◆ OBJECTIVE:
Copy the lines below word for word, beginning with the line that contains "Each instance of the eyelash" and continuing through the line that contains "x=603 y=210", and leave the pictures out of your answer.

[Excerpts of pointing data]
==============================

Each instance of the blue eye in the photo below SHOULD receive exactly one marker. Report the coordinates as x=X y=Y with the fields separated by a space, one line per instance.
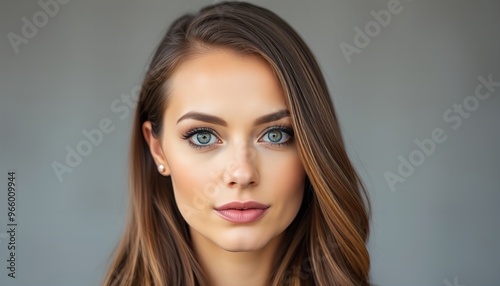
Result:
x=200 y=137
x=278 y=135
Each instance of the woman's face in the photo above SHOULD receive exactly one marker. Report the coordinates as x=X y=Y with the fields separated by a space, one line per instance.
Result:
x=227 y=139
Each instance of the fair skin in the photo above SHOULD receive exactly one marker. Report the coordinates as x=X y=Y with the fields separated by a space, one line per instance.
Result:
x=241 y=159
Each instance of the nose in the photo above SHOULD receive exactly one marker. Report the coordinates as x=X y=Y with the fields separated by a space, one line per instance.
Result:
x=241 y=171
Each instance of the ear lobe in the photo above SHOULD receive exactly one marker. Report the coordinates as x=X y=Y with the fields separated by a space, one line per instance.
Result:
x=155 y=147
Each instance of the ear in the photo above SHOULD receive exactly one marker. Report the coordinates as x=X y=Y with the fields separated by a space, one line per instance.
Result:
x=155 y=147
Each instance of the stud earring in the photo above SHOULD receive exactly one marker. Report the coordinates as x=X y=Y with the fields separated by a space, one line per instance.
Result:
x=161 y=168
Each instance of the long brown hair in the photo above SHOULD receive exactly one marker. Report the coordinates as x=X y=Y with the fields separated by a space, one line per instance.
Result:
x=326 y=243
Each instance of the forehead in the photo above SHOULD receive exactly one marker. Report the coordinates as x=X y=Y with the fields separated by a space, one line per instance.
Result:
x=222 y=79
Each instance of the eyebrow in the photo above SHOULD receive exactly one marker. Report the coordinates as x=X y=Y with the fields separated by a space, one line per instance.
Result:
x=219 y=121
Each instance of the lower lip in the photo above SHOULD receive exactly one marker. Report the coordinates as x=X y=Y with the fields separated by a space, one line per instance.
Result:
x=241 y=216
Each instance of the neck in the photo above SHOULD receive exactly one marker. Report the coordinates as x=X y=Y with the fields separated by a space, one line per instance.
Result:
x=226 y=268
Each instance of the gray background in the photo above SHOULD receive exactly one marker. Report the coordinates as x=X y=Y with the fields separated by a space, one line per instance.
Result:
x=441 y=226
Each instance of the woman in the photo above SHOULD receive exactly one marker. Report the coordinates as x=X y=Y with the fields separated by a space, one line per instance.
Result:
x=239 y=175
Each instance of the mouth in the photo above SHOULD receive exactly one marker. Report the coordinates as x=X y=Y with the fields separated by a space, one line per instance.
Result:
x=242 y=212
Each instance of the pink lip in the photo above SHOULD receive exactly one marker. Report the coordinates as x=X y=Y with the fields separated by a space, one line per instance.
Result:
x=242 y=212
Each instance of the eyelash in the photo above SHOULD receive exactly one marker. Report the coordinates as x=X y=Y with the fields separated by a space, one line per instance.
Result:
x=282 y=128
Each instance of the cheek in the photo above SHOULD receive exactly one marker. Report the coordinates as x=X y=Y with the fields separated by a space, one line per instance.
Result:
x=194 y=183
x=286 y=179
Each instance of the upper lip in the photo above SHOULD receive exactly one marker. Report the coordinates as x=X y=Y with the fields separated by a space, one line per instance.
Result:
x=242 y=206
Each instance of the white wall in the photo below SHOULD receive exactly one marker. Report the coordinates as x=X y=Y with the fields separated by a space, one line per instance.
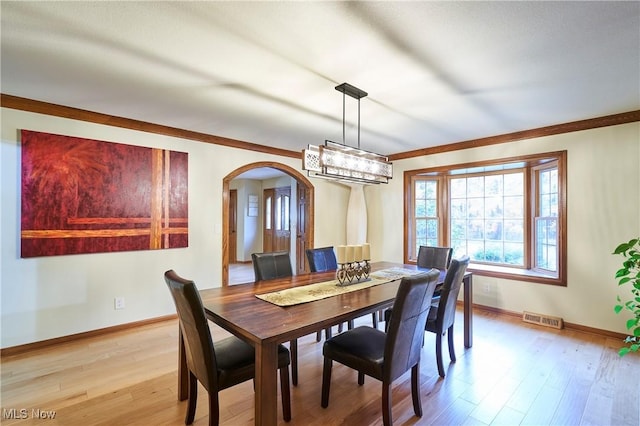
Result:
x=48 y=297
x=603 y=210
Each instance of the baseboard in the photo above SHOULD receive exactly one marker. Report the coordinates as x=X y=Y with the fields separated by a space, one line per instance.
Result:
x=567 y=325
x=20 y=349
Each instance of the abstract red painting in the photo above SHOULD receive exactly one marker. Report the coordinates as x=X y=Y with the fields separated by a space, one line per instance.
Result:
x=87 y=196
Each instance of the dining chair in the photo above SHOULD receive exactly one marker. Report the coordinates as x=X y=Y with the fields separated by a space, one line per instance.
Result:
x=386 y=356
x=321 y=260
x=442 y=314
x=434 y=257
x=217 y=365
x=269 y=266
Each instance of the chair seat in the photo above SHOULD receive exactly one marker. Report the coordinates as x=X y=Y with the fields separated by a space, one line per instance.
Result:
x=362 y=349
x=235 y=361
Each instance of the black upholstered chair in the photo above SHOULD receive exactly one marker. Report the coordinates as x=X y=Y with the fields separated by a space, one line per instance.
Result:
x=443 y=312
x=434 y=257
x=269 y=266
x=321 y=260
x=387 y=356
x=218 y=365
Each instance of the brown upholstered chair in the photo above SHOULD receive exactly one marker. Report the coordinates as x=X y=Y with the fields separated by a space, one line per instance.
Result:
x=443 y=312
x=387 y=356
x=218 y=365
x=269 y=266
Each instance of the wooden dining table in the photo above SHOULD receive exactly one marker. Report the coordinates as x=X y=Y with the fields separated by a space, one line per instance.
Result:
x=265 y=325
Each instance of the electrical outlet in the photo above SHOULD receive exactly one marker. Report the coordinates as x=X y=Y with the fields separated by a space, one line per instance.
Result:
x=118 y=303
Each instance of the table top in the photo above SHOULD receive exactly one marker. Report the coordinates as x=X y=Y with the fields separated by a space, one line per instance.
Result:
x=236 y=308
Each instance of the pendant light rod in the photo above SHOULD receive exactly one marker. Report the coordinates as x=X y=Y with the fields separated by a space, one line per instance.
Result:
x=354 y=92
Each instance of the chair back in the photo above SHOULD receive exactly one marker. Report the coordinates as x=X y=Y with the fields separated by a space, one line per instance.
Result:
x=322 y=259
x=201 y=359
x=434 y=257
x=268 y=266
x=449 y=293
x=406 y=325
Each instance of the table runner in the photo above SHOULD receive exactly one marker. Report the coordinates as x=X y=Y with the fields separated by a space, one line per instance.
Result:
x=322 y=290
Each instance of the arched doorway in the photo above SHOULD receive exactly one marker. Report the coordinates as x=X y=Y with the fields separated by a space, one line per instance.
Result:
x=304 y=238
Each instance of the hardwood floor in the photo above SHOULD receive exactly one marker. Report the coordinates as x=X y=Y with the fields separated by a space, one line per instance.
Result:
x=516 y=373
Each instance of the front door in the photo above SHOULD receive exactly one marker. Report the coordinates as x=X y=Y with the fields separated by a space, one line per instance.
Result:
x=277 y=221
x=233 y=223
x=301 y=234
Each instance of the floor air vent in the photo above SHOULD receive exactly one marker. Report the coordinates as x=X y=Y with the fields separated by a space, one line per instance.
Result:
x=545 y=320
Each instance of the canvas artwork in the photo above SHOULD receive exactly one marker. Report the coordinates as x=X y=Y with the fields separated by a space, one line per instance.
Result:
x=88 y=196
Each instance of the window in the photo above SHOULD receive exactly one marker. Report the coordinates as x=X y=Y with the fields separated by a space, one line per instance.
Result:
x=508 y=216
x=426 y=213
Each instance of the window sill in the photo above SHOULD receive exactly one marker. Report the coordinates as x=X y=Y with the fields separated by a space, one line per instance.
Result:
x=527 y=275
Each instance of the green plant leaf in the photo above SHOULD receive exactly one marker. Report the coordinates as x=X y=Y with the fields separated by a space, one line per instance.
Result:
x=624 y=280
x=622 y=248
x=622 y=272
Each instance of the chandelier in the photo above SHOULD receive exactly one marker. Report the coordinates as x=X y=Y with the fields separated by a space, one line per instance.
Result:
x=341 y=162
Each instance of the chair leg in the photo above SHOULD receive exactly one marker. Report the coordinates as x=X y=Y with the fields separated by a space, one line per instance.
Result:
x=293 y=347
x=285 y=392
x=415 y=389
x=326 y=382
x=452 y=351
x=386 y=404
x=214 y=409
x=193 y=399
x=439 y=354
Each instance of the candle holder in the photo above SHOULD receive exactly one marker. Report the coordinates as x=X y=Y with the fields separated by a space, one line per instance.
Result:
x=353 y=272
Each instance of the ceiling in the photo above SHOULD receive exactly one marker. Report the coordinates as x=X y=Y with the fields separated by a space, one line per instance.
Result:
x=264 y=72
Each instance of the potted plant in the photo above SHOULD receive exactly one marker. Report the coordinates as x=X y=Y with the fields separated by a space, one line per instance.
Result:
x=630 y=273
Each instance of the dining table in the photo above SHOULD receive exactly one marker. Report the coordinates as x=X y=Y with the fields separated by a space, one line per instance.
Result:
x=237 y=309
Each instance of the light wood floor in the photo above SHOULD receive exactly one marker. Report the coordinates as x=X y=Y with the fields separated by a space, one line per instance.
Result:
x=515 y=373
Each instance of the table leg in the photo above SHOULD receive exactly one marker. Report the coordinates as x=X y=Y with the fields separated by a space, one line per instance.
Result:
x=266 y=405
x=468 y=310
x=183 y=373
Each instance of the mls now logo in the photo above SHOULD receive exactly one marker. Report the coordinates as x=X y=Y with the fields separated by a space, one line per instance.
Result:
x=14 y=413
x=37 y=413
x=23 y=413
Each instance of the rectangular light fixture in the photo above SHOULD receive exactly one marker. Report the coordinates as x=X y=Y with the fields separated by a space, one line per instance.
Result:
x=336 y=161
x=339 y=161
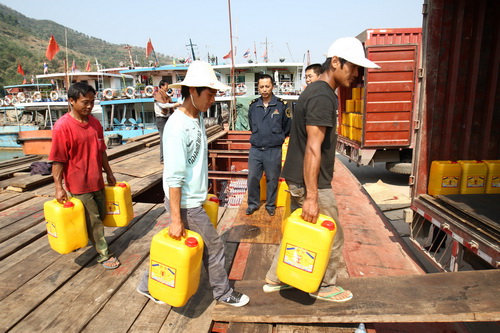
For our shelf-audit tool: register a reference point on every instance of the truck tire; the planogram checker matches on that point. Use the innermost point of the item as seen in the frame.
(402, 168)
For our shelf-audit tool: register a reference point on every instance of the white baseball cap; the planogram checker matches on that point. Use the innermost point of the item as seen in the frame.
(350, 49)
(200, 74)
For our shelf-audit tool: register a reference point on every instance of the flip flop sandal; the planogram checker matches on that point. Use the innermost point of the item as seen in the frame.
(110, 263)
(330, 298)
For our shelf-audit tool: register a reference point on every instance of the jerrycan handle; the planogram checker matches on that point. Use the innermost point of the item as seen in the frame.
(214, 199)
(191, 242)
(328, 224)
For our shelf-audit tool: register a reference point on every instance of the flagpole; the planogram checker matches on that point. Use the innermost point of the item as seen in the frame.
(233, 84)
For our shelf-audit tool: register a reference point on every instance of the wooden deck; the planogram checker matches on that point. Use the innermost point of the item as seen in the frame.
(41, 290)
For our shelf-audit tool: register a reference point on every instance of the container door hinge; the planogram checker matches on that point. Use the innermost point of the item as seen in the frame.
(420, 73)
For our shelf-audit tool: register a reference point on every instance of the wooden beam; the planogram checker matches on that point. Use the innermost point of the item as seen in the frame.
(442, 297)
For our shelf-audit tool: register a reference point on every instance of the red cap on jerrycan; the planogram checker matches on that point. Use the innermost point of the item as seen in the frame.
(68, 204)
(328, 224)
(191, 242)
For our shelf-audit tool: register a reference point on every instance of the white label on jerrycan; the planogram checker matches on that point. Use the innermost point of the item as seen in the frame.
(163, 273)
(300, 258)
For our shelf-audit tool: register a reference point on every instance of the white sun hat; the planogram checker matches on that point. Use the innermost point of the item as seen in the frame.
(200, 74)
(350, 49)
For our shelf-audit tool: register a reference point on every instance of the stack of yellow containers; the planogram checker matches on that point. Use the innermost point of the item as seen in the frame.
(352, 119)
(464, 177)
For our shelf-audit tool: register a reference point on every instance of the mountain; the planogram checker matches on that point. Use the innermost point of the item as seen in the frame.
(25, 40)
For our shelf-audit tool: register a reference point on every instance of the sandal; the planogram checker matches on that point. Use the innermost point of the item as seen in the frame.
(331, 296)
(111, 263)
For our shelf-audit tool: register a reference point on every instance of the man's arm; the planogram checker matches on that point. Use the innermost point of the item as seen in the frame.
(312, 161)
(109, 174)
(57, 174)
(176, 229)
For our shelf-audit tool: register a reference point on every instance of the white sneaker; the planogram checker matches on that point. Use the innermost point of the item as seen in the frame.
(236, 299)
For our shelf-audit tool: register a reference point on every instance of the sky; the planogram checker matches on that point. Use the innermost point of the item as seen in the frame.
(291, 28)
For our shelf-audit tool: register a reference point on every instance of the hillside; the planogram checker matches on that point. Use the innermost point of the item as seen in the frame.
(25, 40)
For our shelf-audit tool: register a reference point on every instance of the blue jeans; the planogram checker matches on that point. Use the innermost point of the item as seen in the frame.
(328, 207)
(268, 160)
(197, 220)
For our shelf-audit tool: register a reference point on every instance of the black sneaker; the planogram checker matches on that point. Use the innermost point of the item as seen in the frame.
(148, 295)
(236, 299)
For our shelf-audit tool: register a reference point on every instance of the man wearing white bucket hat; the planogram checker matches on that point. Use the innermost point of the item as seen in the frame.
(185, 178)
(308, 170)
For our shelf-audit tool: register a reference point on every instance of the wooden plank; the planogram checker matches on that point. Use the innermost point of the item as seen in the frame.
(249, 328)
(22, 210)
(21, 240)
(256, 228)
(74, 303)
(140, 166)
(27, 293)
(441, 297)
(13, 199)
(28, 182)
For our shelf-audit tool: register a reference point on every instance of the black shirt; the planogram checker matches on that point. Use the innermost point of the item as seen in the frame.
(317, 106)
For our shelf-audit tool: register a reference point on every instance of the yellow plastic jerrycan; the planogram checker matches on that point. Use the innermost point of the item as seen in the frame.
(493, 178)
(444, 178)
(174, 270)
(305, 251)
(66, 226)
(119, 210)
(211, 206)
(473, 178)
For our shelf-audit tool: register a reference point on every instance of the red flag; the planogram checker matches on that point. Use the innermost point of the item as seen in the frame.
(149, 48)
(52, 49)
(20, 69)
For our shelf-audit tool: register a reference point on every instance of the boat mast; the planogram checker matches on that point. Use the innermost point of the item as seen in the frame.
(233, 84)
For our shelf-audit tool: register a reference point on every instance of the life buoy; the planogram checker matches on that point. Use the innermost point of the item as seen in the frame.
(241, 89)
(54, 96)
(37, 96)
(149, 90)
(108, 93)
(130, 92)
(21, 97)
(287, 87)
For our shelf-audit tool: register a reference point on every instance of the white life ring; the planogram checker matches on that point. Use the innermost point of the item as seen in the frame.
(54, 96)
(287, 87)
(108, 93)
(241, 89)
(37, 96)
(130, 92)
(149, 90)
(21, 97)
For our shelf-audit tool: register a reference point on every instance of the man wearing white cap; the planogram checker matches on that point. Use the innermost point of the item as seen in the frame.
(185, 178)
(308, 168)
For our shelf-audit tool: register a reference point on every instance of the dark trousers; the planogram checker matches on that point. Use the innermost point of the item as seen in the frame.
(268, 160)
(160, 124)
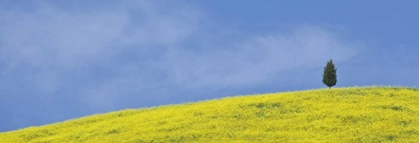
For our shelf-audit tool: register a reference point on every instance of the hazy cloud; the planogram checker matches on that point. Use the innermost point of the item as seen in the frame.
(145, 46)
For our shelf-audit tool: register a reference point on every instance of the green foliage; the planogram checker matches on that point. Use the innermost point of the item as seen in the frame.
(330, 74)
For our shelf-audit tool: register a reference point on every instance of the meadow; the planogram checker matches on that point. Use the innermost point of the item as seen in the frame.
(354, 114)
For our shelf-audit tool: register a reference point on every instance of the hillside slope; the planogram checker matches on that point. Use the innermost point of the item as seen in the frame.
(357, 114)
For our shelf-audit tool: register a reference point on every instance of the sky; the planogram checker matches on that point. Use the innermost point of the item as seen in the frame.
(61, 60)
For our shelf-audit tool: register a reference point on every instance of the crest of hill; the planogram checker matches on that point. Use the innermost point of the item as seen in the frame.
(355, 114)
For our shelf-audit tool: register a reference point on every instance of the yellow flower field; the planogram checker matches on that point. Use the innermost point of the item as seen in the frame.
(355, 114)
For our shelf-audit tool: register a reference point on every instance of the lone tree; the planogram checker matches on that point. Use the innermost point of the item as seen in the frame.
(330, 76)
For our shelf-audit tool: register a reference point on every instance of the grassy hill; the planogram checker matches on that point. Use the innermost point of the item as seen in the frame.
(357, 114)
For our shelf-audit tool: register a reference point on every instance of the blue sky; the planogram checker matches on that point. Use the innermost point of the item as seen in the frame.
(67, 59)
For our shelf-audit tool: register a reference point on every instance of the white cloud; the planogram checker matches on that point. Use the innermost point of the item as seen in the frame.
(258, 59)
(53, 42)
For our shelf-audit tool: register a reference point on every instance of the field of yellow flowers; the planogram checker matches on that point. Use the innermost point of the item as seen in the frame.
(355, 114)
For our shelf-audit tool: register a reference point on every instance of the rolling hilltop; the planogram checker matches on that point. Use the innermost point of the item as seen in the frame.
(356, 114)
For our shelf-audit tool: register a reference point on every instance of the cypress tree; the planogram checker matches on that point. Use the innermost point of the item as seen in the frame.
(330, 76)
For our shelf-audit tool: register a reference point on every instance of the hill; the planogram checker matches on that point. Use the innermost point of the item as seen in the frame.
(356, 114)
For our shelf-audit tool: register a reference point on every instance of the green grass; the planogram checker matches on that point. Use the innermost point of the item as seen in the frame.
(356, 114)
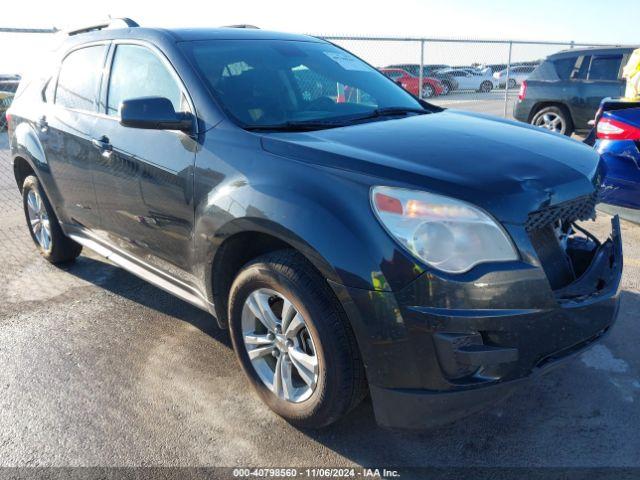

==============================

◆ RESULT OF THE EXERCISE:
Each instance of the eyelash in the photo above SHOULD receive exactly one marker. Report the coordinates as x=X y=Y with the fields separated by a space, one line per instance.
Result:
x=282 y=128
Each instance of the cheek in the photo above SHOULD receive exactly one marker. Report the coordinates as x=X y=Y with the fields separated by a space, one line per instance.
Result:
x=194 y=183
x=286 y=179
Each instance of the upper lip in the photo above SHOULD receive exactly one marker. Report the coordinates as x=X y=Y with the fields separated by a space, one line per instance.
Result:
x=242 y=206
Each instance of the white wall in the photo below SHOULD receive exactly one marker. Report the coordinates as x=X y=Y with the fields separated by a space, one line per instance.
Result:
x=48 y=297
x=603 y=210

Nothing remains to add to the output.